— START OF Document section —

The economics of rioting

Following the outbreak of serious riots on the streets of Baltimore, I wrote a post yesterday at Cato:

…More than twenty years ago in the Cato Journal, distinguished law and economics scholars David Haddock and Daniel Polsby published a paper entitled “Understanding Riots” that’s still highly relevant in making sense of events like these. Employing familiar economic concepts such as opportunity cost, coordination problems, and free-rider issues, Haddock and Polsby help explain why riots cluster around sports wins as well as assassinations, funerals, and jury verdicts; the group psychology of rioting, and why most crowds never turn riotous; the important role of focal points (often lightly policed commercial areas) and rock-throwing “entrepreneurs” of disorder; the tenuous relationship between riots and root causes or contemporary grievances; and why when a riot occurs the police (at least those in places like the United States and United Kingdom) seldom manage to be in enough places at once, more or less by definition.

I conclude that pundits and the news media are continuing to get the story wrong about riots like those in Baltimore, and link to the Haddock and Polsby article itself. The post is here.

P.S.: This is neat: Jack Shafer at Politico takes and runs with some of the paper’s analysis about prevention strategies and the spread of information about riot locations. And Jesse Walker looks further at the role of “outside agitators.”

6 Comments

  • Not too difficult to understand.

    Focusing on looting alone, it is opportunistic and occurs frequently in the absence of grievance: after natural disasters, hurricanes, earthquakes, tornados…

    Not surprisingly, the enthusiasm for looting after a natural disaster is tempered substantially, even when a police force is stretched just as thin, by the possible confrontation with armed property owners and the general warnings sometimes issued by authorities that looters will be shot on sight.

    It is also no coincidence that riots occur with regularity in areas with strict gun control laws. I can be persuaded that I am completely wrong about this, but not until rioters smash through windows to gain entry and loot any urban convention center hosting an annual gun show.

  • Haddock and Polsby article is worth the 15 minutes to read. It was written more than 20 years ago, and thus can be evaluated for its validity by considering how well it holds up in predicting the behaviors and occurrences of riots and looting that happened subsequent to its writing.
    Also, rioting can be viewed as event where the police are the rioters. Some examples include the many events where a large group of officers release a hail of bullets. Each claims that they fired because someone else started shooting first; the rock through the window as described in the article. Amado Dialo, Sean Bell, Misty Holt(link below), Timothy Russell, Malissa Williams…
    All police mass shootings where once one police officer ‘riots’ with his gun, they all begin to free fire with everything they’ve got.

    http://www.latimes.com/local/lanow/la-me-ln-hostage-stockton-police-claims-20150120-story.html

  • Mr. Olson’s CATO post references a David Weigel article on Bloomberg News trying to explain how Baltimore Mayor Stephanie Rawlings-Blake did not mean what she said when in a press conference she said:

    “I made it very clear that I work with the police and instructed them to do everything that they could to make sure that the protesters were able to exercise their right to free speech,” she said. “It’s a very delicate balancing act. Because while we tried to make sure that they were protected from the cars and other things that were going on, we also gave those who wished to destroy space to do that as well. And we worked very hard to keep that balance and to put ourselves in the best position to de-escalate.”

— END OF Document section —
— START OF Supplied information —

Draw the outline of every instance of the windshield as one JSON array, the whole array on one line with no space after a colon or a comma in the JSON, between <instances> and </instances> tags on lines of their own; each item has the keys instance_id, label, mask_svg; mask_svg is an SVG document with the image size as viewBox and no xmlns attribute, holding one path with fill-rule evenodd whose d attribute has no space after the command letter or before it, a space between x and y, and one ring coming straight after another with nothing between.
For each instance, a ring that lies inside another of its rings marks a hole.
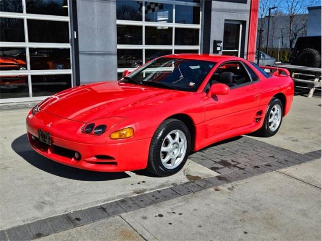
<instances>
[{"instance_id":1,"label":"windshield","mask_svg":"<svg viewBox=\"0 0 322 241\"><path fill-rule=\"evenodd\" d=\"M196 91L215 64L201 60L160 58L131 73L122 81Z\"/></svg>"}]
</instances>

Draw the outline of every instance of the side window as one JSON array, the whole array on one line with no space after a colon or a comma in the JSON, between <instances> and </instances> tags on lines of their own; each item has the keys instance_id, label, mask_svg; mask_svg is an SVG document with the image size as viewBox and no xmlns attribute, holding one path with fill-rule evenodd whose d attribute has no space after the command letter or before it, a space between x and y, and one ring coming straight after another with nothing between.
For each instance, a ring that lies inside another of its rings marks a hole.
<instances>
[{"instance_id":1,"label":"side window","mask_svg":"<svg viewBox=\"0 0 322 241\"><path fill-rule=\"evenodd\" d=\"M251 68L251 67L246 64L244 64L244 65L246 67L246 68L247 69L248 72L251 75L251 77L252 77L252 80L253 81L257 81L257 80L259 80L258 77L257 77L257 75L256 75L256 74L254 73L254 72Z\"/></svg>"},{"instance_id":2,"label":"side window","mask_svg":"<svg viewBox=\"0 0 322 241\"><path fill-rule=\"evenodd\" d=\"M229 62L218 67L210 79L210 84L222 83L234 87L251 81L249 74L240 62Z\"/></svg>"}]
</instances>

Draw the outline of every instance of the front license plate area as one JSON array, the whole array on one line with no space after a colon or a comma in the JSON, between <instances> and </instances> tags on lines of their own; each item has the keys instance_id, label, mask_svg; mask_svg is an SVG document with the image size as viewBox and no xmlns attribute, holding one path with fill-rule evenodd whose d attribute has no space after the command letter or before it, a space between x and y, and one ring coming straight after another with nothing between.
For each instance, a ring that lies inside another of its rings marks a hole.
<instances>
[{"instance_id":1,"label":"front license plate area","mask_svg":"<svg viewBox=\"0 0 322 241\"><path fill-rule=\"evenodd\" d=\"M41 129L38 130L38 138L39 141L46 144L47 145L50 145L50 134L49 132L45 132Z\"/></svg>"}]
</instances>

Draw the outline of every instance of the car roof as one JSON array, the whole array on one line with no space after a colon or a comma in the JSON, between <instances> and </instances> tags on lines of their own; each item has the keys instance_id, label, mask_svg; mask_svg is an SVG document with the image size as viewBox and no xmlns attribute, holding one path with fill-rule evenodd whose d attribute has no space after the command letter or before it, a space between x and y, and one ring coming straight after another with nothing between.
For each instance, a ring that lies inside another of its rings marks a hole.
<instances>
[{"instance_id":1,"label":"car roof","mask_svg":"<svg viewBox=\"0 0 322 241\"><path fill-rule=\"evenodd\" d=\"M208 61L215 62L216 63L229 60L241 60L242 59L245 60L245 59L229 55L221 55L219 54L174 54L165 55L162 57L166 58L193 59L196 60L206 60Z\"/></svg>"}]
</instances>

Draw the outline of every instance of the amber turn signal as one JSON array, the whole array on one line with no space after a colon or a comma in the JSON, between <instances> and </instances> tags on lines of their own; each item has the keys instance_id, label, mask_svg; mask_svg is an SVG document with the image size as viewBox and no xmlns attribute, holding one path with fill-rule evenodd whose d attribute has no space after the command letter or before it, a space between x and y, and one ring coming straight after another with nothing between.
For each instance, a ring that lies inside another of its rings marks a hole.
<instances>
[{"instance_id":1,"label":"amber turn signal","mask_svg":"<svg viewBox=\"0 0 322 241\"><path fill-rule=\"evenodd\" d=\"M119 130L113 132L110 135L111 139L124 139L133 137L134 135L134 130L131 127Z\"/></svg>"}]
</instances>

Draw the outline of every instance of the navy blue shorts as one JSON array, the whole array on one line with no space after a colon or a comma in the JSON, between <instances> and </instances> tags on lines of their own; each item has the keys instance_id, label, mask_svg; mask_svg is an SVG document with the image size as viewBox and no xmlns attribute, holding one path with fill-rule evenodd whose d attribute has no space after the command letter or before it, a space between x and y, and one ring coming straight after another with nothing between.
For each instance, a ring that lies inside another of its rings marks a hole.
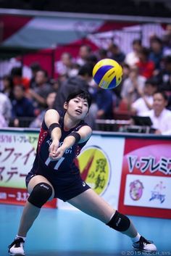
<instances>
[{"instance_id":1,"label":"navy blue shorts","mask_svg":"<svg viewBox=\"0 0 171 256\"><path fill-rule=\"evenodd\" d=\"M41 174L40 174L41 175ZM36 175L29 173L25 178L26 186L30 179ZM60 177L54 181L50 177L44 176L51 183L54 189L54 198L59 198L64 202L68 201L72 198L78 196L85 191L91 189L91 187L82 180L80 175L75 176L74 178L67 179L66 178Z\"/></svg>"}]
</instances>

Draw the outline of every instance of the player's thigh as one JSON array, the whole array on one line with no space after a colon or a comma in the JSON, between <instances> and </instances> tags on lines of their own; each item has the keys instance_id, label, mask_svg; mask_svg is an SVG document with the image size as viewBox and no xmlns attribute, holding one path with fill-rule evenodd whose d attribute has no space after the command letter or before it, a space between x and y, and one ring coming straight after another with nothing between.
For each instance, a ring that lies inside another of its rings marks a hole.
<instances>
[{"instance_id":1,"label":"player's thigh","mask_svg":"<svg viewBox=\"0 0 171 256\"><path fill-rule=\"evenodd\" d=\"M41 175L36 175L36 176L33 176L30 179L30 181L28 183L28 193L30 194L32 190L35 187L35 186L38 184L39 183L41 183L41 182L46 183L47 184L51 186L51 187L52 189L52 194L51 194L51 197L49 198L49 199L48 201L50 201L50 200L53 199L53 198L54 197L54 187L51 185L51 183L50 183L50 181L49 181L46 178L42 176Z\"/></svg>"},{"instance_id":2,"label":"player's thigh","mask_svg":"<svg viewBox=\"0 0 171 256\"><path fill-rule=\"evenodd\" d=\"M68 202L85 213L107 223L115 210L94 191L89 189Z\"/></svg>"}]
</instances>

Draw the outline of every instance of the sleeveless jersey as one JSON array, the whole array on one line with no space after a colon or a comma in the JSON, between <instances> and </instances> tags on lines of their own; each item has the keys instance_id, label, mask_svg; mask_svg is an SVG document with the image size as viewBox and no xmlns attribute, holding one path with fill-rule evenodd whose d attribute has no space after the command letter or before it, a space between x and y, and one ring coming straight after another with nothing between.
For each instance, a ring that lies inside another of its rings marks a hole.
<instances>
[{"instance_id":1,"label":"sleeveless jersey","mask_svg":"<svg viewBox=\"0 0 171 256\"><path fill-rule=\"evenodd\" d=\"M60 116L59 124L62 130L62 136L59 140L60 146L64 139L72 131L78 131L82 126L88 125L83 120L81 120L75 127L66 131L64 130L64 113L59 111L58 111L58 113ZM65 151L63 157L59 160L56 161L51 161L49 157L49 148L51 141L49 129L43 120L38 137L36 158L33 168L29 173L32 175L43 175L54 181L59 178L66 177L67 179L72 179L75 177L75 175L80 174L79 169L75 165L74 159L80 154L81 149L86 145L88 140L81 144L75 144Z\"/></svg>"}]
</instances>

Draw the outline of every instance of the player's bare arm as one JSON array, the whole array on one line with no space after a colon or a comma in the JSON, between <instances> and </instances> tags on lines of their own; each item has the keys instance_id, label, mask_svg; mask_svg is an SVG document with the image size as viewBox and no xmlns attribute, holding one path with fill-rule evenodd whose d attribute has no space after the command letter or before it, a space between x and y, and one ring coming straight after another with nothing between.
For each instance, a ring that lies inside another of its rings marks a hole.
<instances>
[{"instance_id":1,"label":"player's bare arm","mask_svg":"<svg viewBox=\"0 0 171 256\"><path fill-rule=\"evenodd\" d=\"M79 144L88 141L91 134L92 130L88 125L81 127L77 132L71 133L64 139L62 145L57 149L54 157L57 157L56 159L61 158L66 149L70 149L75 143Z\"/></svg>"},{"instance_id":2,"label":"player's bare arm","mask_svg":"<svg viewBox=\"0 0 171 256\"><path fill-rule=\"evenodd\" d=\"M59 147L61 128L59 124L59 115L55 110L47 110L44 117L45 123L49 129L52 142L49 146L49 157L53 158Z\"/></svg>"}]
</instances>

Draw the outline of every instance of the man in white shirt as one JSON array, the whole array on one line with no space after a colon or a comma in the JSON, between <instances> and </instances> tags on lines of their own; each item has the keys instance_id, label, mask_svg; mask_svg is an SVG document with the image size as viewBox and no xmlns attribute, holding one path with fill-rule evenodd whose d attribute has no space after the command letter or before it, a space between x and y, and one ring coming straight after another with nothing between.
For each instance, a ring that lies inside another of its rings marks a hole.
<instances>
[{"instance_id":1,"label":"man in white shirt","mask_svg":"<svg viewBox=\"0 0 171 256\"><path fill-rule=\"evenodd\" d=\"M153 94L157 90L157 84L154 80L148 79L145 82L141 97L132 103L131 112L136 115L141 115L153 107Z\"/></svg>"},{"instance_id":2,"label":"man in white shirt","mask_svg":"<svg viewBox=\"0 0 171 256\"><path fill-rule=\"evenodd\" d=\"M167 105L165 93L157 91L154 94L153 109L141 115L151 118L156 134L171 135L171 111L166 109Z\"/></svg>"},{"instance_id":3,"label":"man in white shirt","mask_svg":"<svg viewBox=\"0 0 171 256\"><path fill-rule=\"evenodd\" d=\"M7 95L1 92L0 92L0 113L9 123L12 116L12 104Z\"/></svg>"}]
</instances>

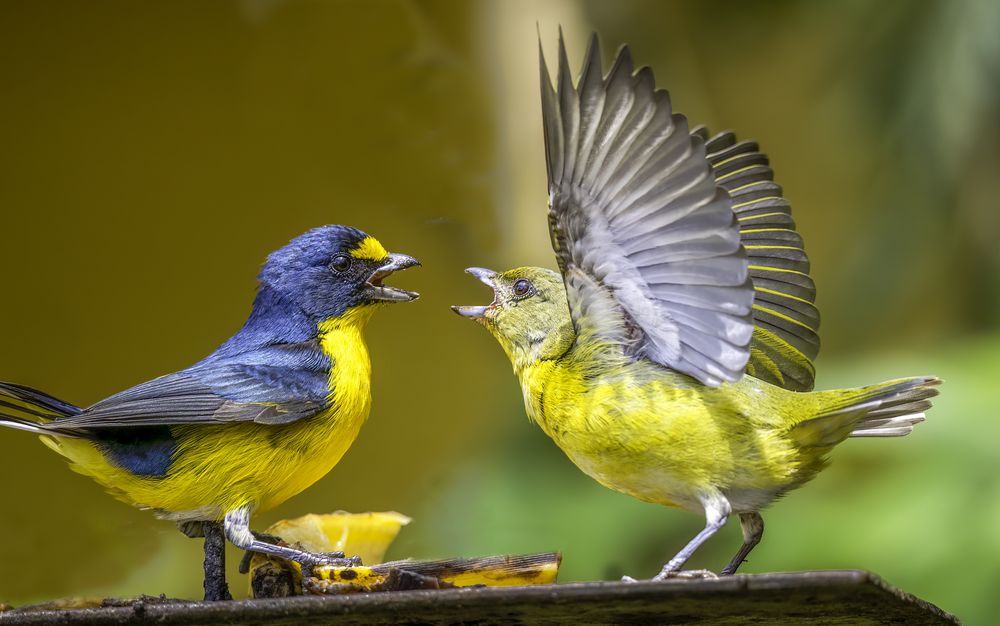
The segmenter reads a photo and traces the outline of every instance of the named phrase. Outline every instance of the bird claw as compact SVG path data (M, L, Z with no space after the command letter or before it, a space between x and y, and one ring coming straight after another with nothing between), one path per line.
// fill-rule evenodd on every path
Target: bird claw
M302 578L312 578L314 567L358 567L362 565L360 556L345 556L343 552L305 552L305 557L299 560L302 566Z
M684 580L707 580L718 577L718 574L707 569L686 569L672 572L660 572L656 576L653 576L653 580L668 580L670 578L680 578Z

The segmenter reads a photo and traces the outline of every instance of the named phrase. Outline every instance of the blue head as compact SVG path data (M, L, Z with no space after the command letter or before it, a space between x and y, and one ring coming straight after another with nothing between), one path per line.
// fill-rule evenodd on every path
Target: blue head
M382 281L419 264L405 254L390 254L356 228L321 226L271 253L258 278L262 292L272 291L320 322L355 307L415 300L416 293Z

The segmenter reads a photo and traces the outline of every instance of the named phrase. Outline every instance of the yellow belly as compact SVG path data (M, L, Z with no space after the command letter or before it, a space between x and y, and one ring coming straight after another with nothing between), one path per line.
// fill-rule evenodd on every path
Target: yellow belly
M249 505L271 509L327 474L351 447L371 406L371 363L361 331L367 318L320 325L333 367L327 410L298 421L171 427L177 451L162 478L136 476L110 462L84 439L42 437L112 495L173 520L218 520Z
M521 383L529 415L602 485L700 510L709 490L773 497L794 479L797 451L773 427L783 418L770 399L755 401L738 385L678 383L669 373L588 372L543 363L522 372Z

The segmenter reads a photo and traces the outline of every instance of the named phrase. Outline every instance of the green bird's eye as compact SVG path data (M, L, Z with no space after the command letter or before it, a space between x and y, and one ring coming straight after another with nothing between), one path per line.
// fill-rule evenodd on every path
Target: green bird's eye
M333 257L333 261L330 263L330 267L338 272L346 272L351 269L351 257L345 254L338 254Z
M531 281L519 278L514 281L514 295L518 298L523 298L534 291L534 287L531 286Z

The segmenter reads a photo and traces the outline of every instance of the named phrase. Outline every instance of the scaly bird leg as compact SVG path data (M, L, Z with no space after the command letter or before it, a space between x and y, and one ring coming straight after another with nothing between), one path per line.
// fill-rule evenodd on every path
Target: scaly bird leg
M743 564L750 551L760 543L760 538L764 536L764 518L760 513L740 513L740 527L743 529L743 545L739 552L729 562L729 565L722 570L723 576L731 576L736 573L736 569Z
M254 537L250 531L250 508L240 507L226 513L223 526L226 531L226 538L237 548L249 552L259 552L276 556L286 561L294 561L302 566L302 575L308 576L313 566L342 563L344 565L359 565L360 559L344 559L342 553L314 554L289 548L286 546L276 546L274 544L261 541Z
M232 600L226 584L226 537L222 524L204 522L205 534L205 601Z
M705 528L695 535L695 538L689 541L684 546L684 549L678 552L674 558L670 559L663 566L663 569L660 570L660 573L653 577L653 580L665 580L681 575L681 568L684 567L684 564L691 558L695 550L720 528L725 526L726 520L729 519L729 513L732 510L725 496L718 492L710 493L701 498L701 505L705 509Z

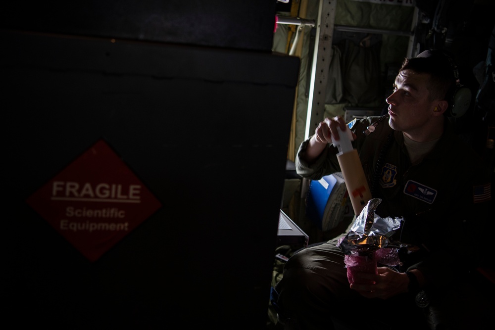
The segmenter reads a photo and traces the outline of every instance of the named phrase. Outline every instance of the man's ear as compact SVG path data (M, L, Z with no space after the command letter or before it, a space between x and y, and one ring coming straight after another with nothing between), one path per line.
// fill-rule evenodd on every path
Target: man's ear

— END OF Supplied information —

= Given problem 1 =
In the post on the economics of rioting, where was the paper "Understanding Riots" by Haddock and Polsby published?
= Given problem 2 =
In the post on the economics of rioting, one commenter says the Haddock and Polsby article can be tested for validity. What reason does that commenter give for this?
= Given problem 3 =
Reproduce everything in the post on the economics of rioting from "It is also no" down to "annual gun show.".

= Worked answer 1 =
In the Cato Journal, more than twenty years ago.

= Worked answer 2 =
The article was written more than 20 years ago. Its validity can therefore be judged by how well it predicts the riots and looting that happened after it was written.

= Worked answer 3 =
It is also no coincidence that riots occur with regularity in areas with strict gun control laws. I can be persuaded that I am completely wrong about this, but not until rioters smash through windows to gain entry and loot any urban convention center hosting an annual gun show.